| DAFTAR TUGAS |
1. Ubahlah teks tentang ISIS dan al-Qaeda: tuliskan lagi bagian mulai dari "Zawahiri kemudian mengumumkan" sampai dengan "dengan hukum/persepsi Islam.", dengan "kesatuan militer" diganti menjadi "pasukan militer".
2. Sesuaikah setiap pernyataan berikut dengan teks tentang ISIS dan al-Qaeda? Jawab ya atau tidak, lalu kutip kata-kata teks yang menentukannya.
(a) Jabhat al-Nusra dipimpin oleh Abu Mohammad al-Jolani.
(b) Zawahiri menyatakan bahwa ISIS masih merupakan bagian dari al-Qaeda.
(c) Sejak tahun 2013 ISIS hanya merupakan sebuah kelompok teroris belaka.
3. Teruskan tulisan tentang ISIS dan al-Qaeda, mulai setelah kalimat terakhirnya.

| TEKS BACAAN |
---*---
Aliansi antara al-Qaeda dan ISIS kemudian terputus, ISIS berseberangan dengan Jabhat al-Nusra, sebuah cabang al-Qaeda di Suriah yang dipimpin oleh Abu Mohammad al-Jolani. ISIS dibawah kepemimpinan Abu Bakr al-Baghdadi mengklaim bahwa kepemimpinan al-Qaeda lemah. ISIS sekarang bisa mengklaim sejarah dan basis dukungan terkait kredibilitas, dan kepemimpinan pusat al-Qaeda yang lemah. Bahkan seorang juru bicara ISIS menyatakan bahwa pemimpin Al-Qaeda pengganti Osama bin-Laden, Ayman al-Zawahiri, adalah pendosa, dan Jolani tidak kurang dari pengkhianat. Demikian tajam perbedaan antara AS dengan al-Qaeda.
Pimpinan Al-Qaeda Ayman al-Zawahiri pengganti Osama bin Laden (foto :telegraph)
Zawahiri kemudian mengumumkan bahwa ISIS tidak lagi ada hubungannya dengan al-Qaeda. Sejak tahun 2013 ISIS telah berubah, tidak lagi hanya merupakan sebuah kelompok teroris belaka, tapi lebih mirip kesatuan militer terorganisir yang mampu menguasai dan mengelola wilayah. Mengatur wilayahnya berdasarkan prinsip-prinsip keras dengan hukum/persepsi Islam.
---*---
(Cuplikan dari sebuah dataset)
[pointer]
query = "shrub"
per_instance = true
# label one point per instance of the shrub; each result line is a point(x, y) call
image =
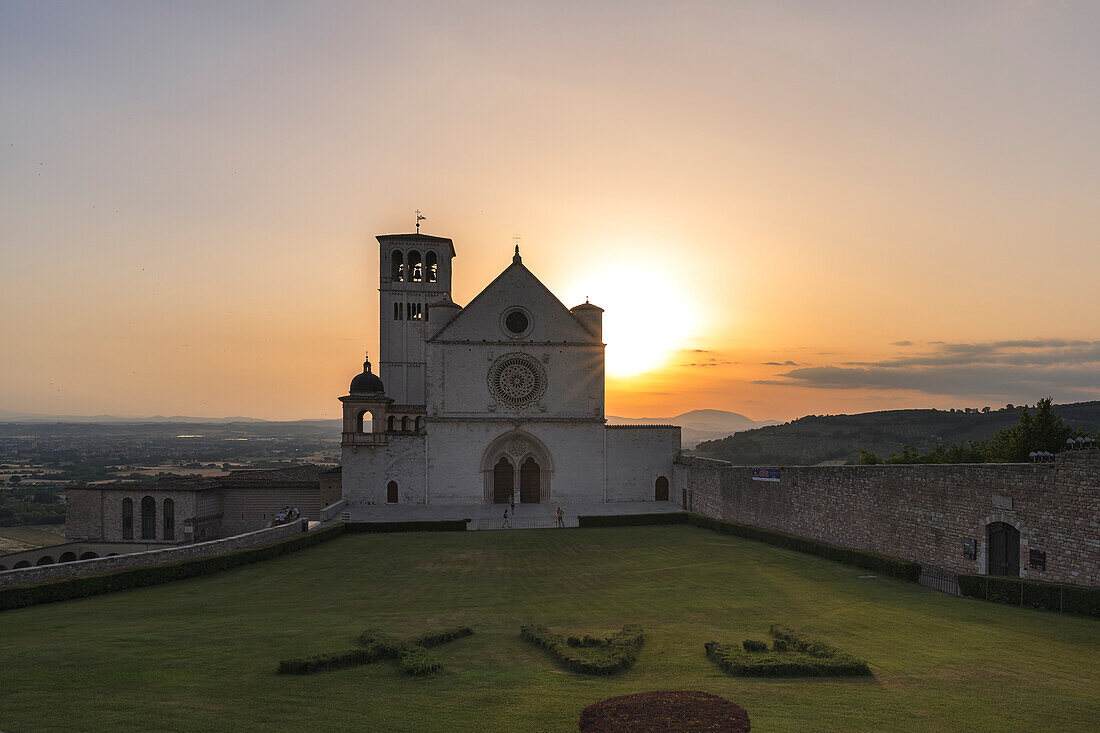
point(606, 656)
point(327, 662)
point(411, 654)
point(646, 712)
point(881, 564)
point(435, 638)
point(1033, 593)
point(792, 656)
point(418, 660)
point(65, 589)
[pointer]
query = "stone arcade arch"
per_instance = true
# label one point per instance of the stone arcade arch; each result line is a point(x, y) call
point(661, 489)
point(1011, 538)
point(508, 459)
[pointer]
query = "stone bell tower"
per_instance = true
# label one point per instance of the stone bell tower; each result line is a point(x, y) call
point(414, 272)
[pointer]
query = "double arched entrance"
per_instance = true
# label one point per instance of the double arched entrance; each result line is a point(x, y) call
point(516, 465)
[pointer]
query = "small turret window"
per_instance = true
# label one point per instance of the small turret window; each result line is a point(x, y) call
point(398, 266)
point(431, 265)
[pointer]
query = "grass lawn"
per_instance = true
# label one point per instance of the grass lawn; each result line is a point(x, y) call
point(200, 654)
point(17, 539)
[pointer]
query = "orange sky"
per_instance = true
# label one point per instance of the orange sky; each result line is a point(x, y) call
point(900, 201)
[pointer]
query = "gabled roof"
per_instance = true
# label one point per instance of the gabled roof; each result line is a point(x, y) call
point(534, 295)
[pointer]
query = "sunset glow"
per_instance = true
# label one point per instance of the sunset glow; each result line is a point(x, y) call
point(782, 208)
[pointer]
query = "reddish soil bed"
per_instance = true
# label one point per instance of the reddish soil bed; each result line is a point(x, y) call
point(662, 712)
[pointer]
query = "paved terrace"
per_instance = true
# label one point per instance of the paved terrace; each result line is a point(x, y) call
point(490, 516)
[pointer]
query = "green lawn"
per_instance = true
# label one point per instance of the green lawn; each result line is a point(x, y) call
point(201, 654)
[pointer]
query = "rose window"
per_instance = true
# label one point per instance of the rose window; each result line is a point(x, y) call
point(516, 380)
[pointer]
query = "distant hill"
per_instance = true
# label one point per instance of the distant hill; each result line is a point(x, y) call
point(699, 425)
point(837, 438)
point(10, 416)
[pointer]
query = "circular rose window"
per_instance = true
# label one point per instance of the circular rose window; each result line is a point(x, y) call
point(516, 380)
point(516, 323)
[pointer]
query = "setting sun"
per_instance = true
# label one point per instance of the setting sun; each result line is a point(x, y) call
point(640, 330)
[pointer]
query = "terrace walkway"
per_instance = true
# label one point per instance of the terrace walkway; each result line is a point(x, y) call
point(490, 516)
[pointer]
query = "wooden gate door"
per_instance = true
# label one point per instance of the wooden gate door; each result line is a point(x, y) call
point(1003, 549)
point(503, 480)
point(530, 481)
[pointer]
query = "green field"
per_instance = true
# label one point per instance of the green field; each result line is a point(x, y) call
point(200, 654)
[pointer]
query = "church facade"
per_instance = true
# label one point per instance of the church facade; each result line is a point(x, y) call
point(499, 400)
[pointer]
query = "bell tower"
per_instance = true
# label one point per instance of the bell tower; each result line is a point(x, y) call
point(414, 272)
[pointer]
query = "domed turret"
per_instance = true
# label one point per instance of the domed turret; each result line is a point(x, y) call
point(367, 382)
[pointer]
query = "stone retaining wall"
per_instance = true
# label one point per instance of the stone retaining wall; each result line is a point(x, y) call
point(152, 557)
point(922, 513)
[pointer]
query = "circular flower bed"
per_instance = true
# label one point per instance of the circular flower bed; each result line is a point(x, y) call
point(660, 712)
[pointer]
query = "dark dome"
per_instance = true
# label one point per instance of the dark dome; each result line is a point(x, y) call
point(366, 383)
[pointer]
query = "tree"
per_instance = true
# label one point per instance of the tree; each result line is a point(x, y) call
point(1044, 430)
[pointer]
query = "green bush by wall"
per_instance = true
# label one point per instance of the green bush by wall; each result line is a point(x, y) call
point(1032, 593)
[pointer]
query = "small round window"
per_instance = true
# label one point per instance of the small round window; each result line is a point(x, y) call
point(516, 323)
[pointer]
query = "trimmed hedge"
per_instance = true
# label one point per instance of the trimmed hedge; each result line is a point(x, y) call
point(65, 589)
point(419, 660)
point(327, 662)
point(880, 564)
point(1032, 593)
point(606, 656)
point(440, 525)
point(411, 654)
point(792, 656)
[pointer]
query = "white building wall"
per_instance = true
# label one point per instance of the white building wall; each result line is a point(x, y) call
point(457, 450)
point(636, 457)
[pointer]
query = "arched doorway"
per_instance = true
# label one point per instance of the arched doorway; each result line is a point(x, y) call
point(517, 460)
point(1003, 557)
point(504, 479)
point(661, 489)
point(530, 481)
point(149, 518)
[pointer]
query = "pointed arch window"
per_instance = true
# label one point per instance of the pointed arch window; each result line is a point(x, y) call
point(397, 266)
point(169, 518)
point(149, 518)
point(416, 266)
point(431, 265)
point(128, 518)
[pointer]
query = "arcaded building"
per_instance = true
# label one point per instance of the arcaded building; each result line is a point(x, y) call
point(501, 398)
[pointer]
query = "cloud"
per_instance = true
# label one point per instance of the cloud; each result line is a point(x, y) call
point(1019, 369)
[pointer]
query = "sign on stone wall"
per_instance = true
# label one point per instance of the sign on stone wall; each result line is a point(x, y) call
point(766, 474)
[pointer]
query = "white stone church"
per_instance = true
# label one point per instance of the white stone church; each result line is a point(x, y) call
point(497, 400)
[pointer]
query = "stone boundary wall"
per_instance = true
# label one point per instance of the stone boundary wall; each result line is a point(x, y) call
point(34, 575)
point(923, 512)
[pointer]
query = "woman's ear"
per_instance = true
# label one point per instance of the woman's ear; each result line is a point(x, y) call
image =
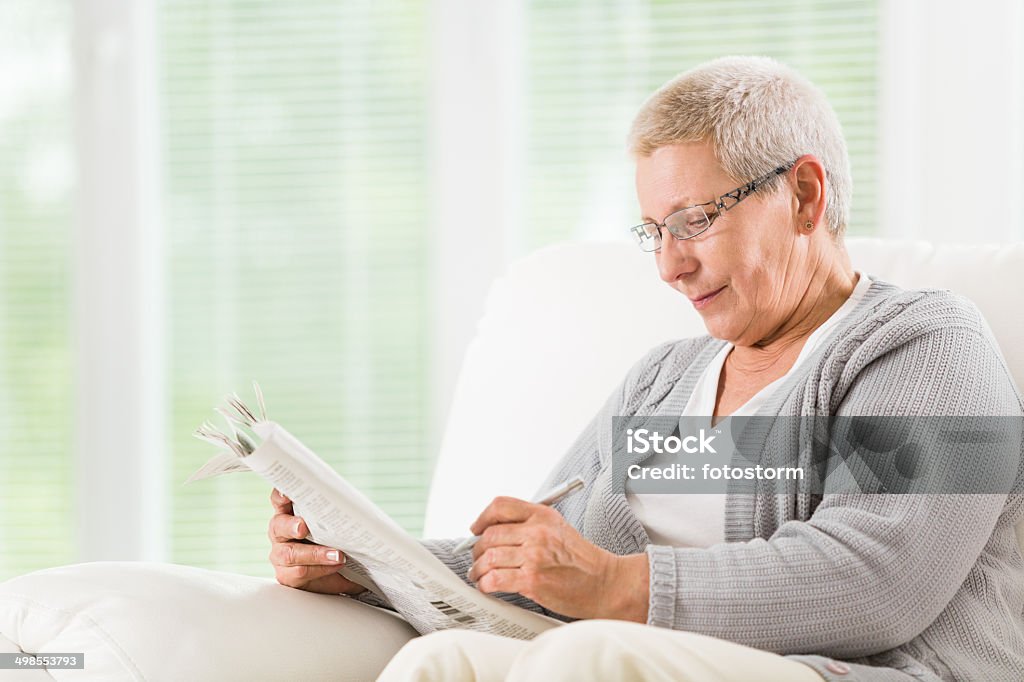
point(809, 181)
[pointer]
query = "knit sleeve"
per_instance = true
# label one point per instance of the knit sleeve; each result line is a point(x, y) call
point(865, 572)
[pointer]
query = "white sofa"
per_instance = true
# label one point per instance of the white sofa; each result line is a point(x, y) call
point(559, 332)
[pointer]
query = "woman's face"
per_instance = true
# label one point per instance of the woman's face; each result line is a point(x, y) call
point(747, 273)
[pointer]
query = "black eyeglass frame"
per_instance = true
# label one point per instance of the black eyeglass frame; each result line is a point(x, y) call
point(723, 203)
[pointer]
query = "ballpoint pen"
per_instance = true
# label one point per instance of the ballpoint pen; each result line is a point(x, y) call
point(556, 495)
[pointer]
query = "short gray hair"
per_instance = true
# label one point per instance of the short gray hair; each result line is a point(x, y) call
point(758, 114)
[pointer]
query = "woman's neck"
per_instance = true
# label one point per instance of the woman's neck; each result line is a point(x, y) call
point(828, 290)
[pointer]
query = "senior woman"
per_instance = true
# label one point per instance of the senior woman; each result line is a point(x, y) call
point(743, 182)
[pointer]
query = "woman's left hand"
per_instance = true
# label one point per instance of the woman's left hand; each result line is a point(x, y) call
point(529, 549)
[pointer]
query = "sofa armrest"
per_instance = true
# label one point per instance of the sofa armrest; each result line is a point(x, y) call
point(137, 621)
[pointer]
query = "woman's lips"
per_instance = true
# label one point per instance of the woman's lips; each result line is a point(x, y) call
point(707, 299)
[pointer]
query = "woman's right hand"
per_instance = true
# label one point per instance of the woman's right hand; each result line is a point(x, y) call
point(301, 564)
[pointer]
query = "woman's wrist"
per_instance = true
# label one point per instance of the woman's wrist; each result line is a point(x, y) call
point(628, 593)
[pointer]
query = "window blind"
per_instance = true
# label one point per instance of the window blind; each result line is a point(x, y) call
point(295, 155)
point(36, 193)
point(589, 67)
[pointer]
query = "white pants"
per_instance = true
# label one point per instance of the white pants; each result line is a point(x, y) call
point(589, 650)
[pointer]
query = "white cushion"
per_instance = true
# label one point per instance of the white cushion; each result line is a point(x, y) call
point(137, 621)
point(562, 327)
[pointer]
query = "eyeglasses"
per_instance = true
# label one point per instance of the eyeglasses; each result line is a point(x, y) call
point(692, 220)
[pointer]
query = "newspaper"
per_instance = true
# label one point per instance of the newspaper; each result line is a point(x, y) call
point(380, 554)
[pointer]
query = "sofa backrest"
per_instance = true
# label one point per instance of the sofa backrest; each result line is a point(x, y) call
point(563, 326)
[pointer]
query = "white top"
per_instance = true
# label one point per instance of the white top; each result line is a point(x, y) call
point(698, 520)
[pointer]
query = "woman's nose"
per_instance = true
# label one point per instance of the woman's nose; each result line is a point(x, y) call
point(676, 259)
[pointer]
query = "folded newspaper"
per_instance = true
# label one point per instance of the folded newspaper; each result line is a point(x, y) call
point(380, 554)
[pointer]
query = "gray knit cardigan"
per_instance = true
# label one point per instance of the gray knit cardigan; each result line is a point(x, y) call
point(901, 587)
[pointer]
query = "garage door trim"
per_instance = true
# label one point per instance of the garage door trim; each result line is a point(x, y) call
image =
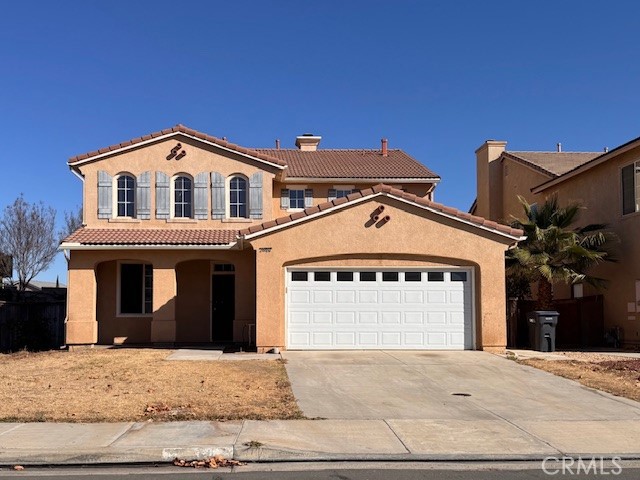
point(309, 268)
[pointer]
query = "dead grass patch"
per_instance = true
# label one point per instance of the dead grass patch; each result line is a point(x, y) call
point(97, 385)
point(618, 377)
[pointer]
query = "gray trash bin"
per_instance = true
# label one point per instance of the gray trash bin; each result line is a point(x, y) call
point(542, 330)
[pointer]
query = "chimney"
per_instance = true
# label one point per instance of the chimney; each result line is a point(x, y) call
point(489, 180)
point(308, 142)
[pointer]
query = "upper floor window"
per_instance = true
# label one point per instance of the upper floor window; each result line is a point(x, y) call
point(631, 188)
point(340, 191)
point(126, 196)
point(238, 197)
point(183, 197)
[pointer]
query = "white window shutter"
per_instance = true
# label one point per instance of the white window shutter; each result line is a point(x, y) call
point(162, 195)
point(200, 196)
point(217, 196)
point(255, 195)
point(105, 192)
point(143, 196)
point(284, 198)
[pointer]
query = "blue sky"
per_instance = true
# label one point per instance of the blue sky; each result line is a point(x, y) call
point(435, 78)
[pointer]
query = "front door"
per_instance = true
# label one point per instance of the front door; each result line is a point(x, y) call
point(222, 307)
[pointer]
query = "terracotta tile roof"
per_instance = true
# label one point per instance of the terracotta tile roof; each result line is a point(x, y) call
point(349, 164)
point(381, 188)
point(179, 129)
point(104, 236)
point(553, 163)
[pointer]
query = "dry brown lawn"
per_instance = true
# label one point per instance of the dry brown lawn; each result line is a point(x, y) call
point(613, 375)
point(111, 385)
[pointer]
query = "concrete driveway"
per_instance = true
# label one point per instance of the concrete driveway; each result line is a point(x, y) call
point(461, 386)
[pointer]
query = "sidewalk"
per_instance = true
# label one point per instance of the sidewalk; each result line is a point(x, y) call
point(314, 440)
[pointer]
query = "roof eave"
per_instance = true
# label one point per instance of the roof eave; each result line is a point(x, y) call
point(169, 135)
point(306, 218)
point(361, 180)
point(84, 246)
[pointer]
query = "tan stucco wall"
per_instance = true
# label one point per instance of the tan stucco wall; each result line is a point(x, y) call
point(321, 191)
point(200, 158)
point(599, 190)
point(415, 237)
point(181, 296)
point(517, 180)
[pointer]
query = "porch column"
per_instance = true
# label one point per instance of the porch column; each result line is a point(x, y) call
point(269, 301)
point(81, 323)
point(163, 325)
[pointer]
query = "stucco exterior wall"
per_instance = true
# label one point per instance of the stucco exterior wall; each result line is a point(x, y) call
point(181, 296)
point(321, 191)
point(151, 158)
point(517, 181)
point(413, 237)
point(599, 190)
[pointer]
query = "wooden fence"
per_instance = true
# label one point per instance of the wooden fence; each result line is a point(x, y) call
point(580, 324)
point(31, 325)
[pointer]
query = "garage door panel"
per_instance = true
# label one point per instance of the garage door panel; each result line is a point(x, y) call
point(421, 310)
point(367, 317)
point(368, 296)
point(322, 296)
point(346, 296)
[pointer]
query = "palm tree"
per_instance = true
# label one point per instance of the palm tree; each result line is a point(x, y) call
point(553, 252)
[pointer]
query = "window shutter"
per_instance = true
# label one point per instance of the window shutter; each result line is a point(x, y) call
point(105, 192)
point(255, 195)
point(143, 196)
point(200, 195)
point(162, 195)
point(284, 199)
point(217, 195)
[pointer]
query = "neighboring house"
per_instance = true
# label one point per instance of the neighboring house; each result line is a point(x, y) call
point(606, 183)
point(190, 239)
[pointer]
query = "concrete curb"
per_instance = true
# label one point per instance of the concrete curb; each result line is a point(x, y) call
point(256, 455)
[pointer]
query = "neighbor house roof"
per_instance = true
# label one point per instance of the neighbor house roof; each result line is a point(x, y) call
point(599, 159)
point(173, 131)
point(553, 163)
point(382, 189)
point(365, 164)
point(147, 236)
point(332, 163)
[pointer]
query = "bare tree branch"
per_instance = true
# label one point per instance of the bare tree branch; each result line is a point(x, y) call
point(27, 234)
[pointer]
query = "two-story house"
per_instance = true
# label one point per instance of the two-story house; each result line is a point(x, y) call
point(188, 238)
point(606, 184)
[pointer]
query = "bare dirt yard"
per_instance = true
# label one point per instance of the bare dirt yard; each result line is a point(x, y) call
point(112, 385)
point(613, 374)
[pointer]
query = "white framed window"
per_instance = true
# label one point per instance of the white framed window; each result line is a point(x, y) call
point(125, 196)
point(182, 197)
point(135, 294)
point(630, 178)
point(238, 197)
point(296, 198)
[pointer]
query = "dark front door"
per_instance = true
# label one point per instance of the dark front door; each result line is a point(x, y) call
point(223, 294)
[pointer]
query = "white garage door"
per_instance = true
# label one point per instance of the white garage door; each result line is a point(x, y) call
point(379, 309)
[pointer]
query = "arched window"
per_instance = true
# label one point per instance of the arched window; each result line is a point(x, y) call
---*---
| JAWABAN YANG DIHARAPKAN |
1.
Zawahiri kemudian mengumumkan bahwa ISIS tidak lagi ada hubungannya dengan al-Qaeda. Sejak tahun 2013 ISIS telah berubah, tidak lagi hanya merupakan sebuah kelompok teroris belaka, tapi lebih mirip pasukan militer terorganisir yang mampu menguasai dan mengelola wilayah. Mengatur wilayahnya berdasarkan prinsip-prinsip keras dengan hukum/persepsi Islam.

2.
(a) Ya: "sebuah cabang al-Qaeda di Suriah yang dipimpin oleh Abu Mohammad al-Jolani"
(b) Tidak: "Zawahiri kemudian mengumumkan bahwa ISIS tidak lagi ada hubungannya dengan al-Qaeda."
(c) Tidak: "Sejak tahun 2013 ISIS telah berubah, tidak lagi hanya merupakan sebuah kelompok teroris belaka"

3.
ISIS juga telah menimbulkan ketakutan dan kecaman dari seluruh dunia karena mengeksekusi brutal wartawan asing dan pekerja bantuan kemanusiaan, serta lawan yang tertangkap. Banyak berita mereka mengeksekusi sipil. Baghdadi menyatakan dirinya "Khalifah Ibrahim," sebagai "Amirul Mukminin." Pengaruhnya dengan cepat menyebar keseluruh dunia melalui media sosial diantaranya melalui majalah bulanan Dabiq. Beberapa simpatisan yang mereka rekrut bertempur di Suriah diketahui telah kembali ke Negara masing-masing dengan membawa pengalaman sebagai anggota kelompok jihad yang paling brutal dalam konflik serta ideologi terorisme ala Islamic State.
Islamic State mengklaim bertanggung jawab atas serangan teror pada 13 November 2015 di Paris serta mengakui telah mensabot pesawat Aisbus A-320-200 yang dioperasikan oleh perusahaan penerbangan Rusia. Dengan klaim tersebut, ISIS memberikan kesan bahwa kelompok ini yang biasanya hanya fokus menargetkan musuh dekat, kini mulai tertarik tertarik untuk menyampaikan perluasan strategi operasionalnya serta mereka akan mengejar target yang lebih jauh.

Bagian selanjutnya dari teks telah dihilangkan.